§ **What this exercise asks**:
A. From the article on variable speed drives, reproduce the part that opens with the words containing "Decentralised drives reduce" and closes with "a diagnostic keypad.".
B. Please summarize the article on variable speed drives in two sentences.

§ **Page excerpt**:
Full implementation of variable speed drives could save industry up to £2.5bn

Written by: Paul Fanning | Published:

The fact that fitting variable speed drives to electric motors can offer significant cost and efficiency savings in industry is hardly news.

However, a new report from Siemens Financial Services illustrates the enormous cost-saving potential in the industrial sector through the use of energy-efficient technologies.

Industrial enterprises across the world could save billions of pounds on their electricity bills by implementing variable speed drives (VSDs) on motors in their production environment. Indeed, the report from Siemens Financial Services has calculated that up to £2.5 billion of energy cost savings could be gained in UK industry with the full implementation of VSDs over the next five years.

Geared motors with integrally-mounted frequency inverters have been available for a long time, of course, but many such units have a limited functional range. Nord Drivesystems, however, equips its SK 200E inverters (below right) with the same wide functional range as the centralized SK 500E series of cabinet-installed inverters. The decentralised frequency inverters not only provide an ample overload capacity of 200%, but also enable users to position the drive precisely.

The relative positions (incremental or endless axes) or absolute values (rotary tables/fixed, repeatable positions) can be controlled with binary values through the SK 200E's inputs and stored within the drive. Alternatively, they can be set via a fieldbus system. Positions can be detected via incremental encoders (an onboard referencing function is included in the inverters' basic equipment), or position values provided by a CANopen absolute encoder may be directly imported.

For lower power drives, typically up to 7.5kW, machine designers can choose their inverter drives either panel- or motor-mounted. By mounting the drive on the motor a decentralised solution is achieved that can save time and costs. The Lenze motec (see above) is a typical example, being available at rated powers 0.37 to 7.5kW either on its own or as a complete variable speed drive package with a geared motor.

Decentralised drives reduce costs for the machine builder in more ways than simply reducing the size of the panel. Power cables can be unscreened which significantly reduces their cost, and where several motors are mounted locally, cable runs can be reduced by looping the power from one inverter to the next. The Lenze motec comes with free software to speed commissioning. In operation a large status LED is visible from considerable distance and a port is available to plug in a diagnostic keypad.

§ **Photo-based referring expression records**:

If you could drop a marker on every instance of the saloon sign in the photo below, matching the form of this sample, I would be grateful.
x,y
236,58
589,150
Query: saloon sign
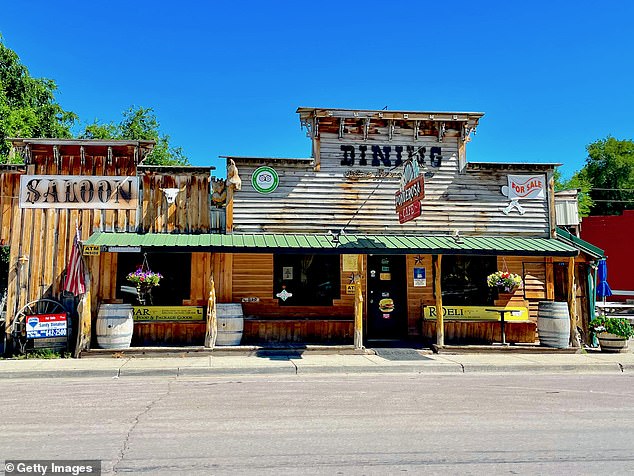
x,y
411,191
72,191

§ **Expected outputs**:
A.
Decentralised drives reduce costs for the machine builder in more ways than simply reducing the size of the panel. Power cables can be unscreened which significantly reduces their cost, and where several motors are mounted locally, cable runs can be reduced by looping the power from one inverter to the next. The Lenze motec comes with free software to speed commissioning. In operation a large status LED is visible from considerable distance and a port is available to plug in a diagnostic keypad.

B. A Siemens Financial Services report calculates that fully implementing variable speed drives could save UK industry up to £2.5 billion in energy costs over the next five years. The article on variable speed drives also describes Nord Drivesystems' decentralized SK 200E inverters, which offer 200% overload capacity and precise positioning, and the motor-mounted Lenze motec, whose decentralized design cuts costs such as those for cabling.